Page excerpt>
□ □ □ □ □
In this work, we give a tight estimate of the rate of convergence for the Halpern-iteration for approximating a fixed point of a nonexpansive mapping in a Hilbert space. Specifically, using semidefinite programming and duality we prove that the norm of the residuals is upper bounded by the distance of the initial iterate to the closest fixed point divided by the number of iterations plus one.

Introduction

Let H be a Hilbert space equipped with a symmetric inner product \(\langle . , . \rangle :H \times H \rightarrow {\mathbb {R}}\). Let \(T:H \rightarrow H\) be a nonexpansive mapping and consider for fixed \(x_0\in H\) the Halpern-Iteration

$$\begin{aligned} x_{k+1}:= \lambda _k x_0 + (1- \lambda _k)T(x_k) \end{aligned}$$
(1)

from [5] with \(\lambda _k:= \tfrac{1}{k+2}\) for approximating a fixed point of T. Let \(\Vert x \Vert :=\sqrt{\langle x , x \rangle }\) denote the induced norm and \( Fix(T):= \{ x \in H \ : \ x=T(x) \}\) the set of fixed points of T. It is well known that, if the set Fix(T) is nonempty, then the sequence \( \{x_k\}_{k\in {\mathbb {N}}_0}\) will converge to \(x_*\in Fix(T)\) minimizing the distance to \(x_0\); see [17] Theorem 2, and [18] for generalizations of this remarkable property. As a consequence the norm of the residuals \(x_k -T(x_k)\) tends to zero, i.e. \( \lim _{k \rightarrow \infty } \Vert x_k -T(x_k) \Vert =0\). Our goal here is to quantify their rate of convergence. A first result of this type was generated via proof mining in [10] in normed spaces (see also [8] and [9] for further details on results in more general spaces.). Here, we improve the result for the setting of Hilbert spaces. Our proof technique is not based on proof mining, but on semidefinite programming, and is strongly motivated by the recent work of Taylor et al. [15] on worst case performance of first order minimization methods. Our methodology and focus here are, however, slightly different. We present two new proofs below. The first one is short and uses a parameter choice derived from the technique used in [15]. The second proof based on semidefinite programming is self-contained and adapts the framework of [15] to fixed point problems. The second approach can also be applied to other choices of parameters \(\lambda _k\) and to other fixed point methods. The rates are however in general not obvious. After the manuscript of this work was made public in late 2017, the author (see section 4.1 and following of [12]) and independently other authors (see e.g. [2,3,4, 6, 16]) have studied similar setups, which may all be categorized as part of the performance estimation framework. Let us briefly sketch how our setup here and in [12] may be applied in the context of proximal point algorithms (e.g. the setup of [2, 6]) by defining the nonexpansive operator \(T:=2J-I\), where I is the identity and J is a firmly nonexpansive operator (e.g. the resolvent operator of a maximal monotone operator). Because the fixed points of J and T are the same, one may now apply the Halpern-Iteration (1) to find a fixed point of J. The (tight) convergence rate is then implied by Theorem 2.1 below.
□ □ □ □ □
Lines of data:

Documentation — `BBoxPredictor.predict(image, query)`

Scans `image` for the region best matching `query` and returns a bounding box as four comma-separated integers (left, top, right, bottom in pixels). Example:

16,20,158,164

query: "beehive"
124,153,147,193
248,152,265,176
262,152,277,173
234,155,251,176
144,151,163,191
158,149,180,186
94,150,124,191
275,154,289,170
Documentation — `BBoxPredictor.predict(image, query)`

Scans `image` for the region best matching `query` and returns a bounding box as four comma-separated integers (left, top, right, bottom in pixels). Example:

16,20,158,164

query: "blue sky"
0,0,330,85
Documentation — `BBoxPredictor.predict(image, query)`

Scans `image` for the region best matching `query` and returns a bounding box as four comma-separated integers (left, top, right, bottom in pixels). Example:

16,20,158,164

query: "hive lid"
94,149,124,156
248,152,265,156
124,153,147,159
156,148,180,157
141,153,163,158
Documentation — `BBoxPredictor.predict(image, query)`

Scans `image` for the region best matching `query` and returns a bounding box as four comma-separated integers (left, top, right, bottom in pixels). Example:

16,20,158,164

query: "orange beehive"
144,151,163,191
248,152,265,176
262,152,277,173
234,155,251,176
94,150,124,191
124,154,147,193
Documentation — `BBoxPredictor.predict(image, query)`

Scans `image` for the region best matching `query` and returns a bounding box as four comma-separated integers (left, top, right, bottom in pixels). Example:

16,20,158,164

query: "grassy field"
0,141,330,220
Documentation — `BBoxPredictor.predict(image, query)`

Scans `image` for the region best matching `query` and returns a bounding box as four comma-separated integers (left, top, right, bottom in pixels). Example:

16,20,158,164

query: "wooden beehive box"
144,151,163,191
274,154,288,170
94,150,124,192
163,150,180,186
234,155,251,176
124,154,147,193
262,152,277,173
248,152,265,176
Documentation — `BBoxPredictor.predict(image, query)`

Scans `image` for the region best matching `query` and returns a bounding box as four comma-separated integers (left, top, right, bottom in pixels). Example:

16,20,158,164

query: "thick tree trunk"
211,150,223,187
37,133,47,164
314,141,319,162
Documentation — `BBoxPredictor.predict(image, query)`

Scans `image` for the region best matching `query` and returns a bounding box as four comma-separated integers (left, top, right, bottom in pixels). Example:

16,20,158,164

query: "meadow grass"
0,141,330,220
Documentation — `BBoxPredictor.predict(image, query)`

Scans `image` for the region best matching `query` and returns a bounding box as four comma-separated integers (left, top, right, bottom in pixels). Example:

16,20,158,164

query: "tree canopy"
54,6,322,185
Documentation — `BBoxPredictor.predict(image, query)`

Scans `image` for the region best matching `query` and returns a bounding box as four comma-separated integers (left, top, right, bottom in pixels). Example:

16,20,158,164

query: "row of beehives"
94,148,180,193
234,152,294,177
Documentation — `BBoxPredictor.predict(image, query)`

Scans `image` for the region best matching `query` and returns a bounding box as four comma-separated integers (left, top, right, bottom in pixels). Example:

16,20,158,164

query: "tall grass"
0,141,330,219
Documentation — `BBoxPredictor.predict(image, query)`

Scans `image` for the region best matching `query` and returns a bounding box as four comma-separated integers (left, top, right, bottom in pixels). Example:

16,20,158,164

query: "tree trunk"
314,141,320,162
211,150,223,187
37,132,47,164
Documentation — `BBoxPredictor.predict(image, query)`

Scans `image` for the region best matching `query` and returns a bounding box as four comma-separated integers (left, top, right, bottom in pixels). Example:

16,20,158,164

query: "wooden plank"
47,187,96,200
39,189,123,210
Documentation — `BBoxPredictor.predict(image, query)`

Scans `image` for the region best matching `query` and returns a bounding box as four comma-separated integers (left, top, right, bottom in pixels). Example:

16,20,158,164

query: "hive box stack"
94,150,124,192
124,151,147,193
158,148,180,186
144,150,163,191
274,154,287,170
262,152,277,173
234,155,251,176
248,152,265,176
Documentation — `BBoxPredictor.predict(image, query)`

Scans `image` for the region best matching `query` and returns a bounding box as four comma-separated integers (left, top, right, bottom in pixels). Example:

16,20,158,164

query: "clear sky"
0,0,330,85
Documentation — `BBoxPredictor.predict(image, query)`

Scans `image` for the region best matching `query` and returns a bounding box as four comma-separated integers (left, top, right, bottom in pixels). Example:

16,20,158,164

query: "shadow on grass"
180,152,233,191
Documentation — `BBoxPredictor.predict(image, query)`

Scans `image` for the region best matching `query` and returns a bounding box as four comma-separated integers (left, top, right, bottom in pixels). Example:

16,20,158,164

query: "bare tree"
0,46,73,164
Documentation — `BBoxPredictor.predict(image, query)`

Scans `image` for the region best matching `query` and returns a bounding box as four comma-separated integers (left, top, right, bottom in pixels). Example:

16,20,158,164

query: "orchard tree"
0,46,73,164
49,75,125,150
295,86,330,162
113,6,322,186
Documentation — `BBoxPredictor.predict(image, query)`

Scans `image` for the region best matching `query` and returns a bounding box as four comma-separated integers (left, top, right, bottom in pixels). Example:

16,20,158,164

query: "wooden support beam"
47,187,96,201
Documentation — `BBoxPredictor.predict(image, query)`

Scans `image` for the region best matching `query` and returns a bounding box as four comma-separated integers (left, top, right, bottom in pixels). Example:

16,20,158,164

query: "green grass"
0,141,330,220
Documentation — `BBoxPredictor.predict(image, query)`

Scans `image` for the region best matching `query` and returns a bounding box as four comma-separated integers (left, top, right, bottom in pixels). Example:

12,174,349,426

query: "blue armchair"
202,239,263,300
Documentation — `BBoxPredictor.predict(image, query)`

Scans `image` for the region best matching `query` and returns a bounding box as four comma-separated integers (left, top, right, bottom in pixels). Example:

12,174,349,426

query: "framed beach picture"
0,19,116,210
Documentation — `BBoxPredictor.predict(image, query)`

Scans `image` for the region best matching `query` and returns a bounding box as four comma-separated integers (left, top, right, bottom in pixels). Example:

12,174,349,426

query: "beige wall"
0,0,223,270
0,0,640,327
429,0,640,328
□ □ □ □ □
The problem> Decide whether each statement agrees with the excerpt on the Halpern-iteration. Answer yes or no for each, and quote the text's deciding words. 1. The author's proof technique is based on proof mining. 2. The author presents two new proofs. 3. The fixed points of J and T are different.

Answer in full>
1. No: "Our proof technique is not based on proof mining, but on semidefinite programming"
2. Yes: "We present two new proofs below."
3. No: "Because the fixed points of J and T are the same"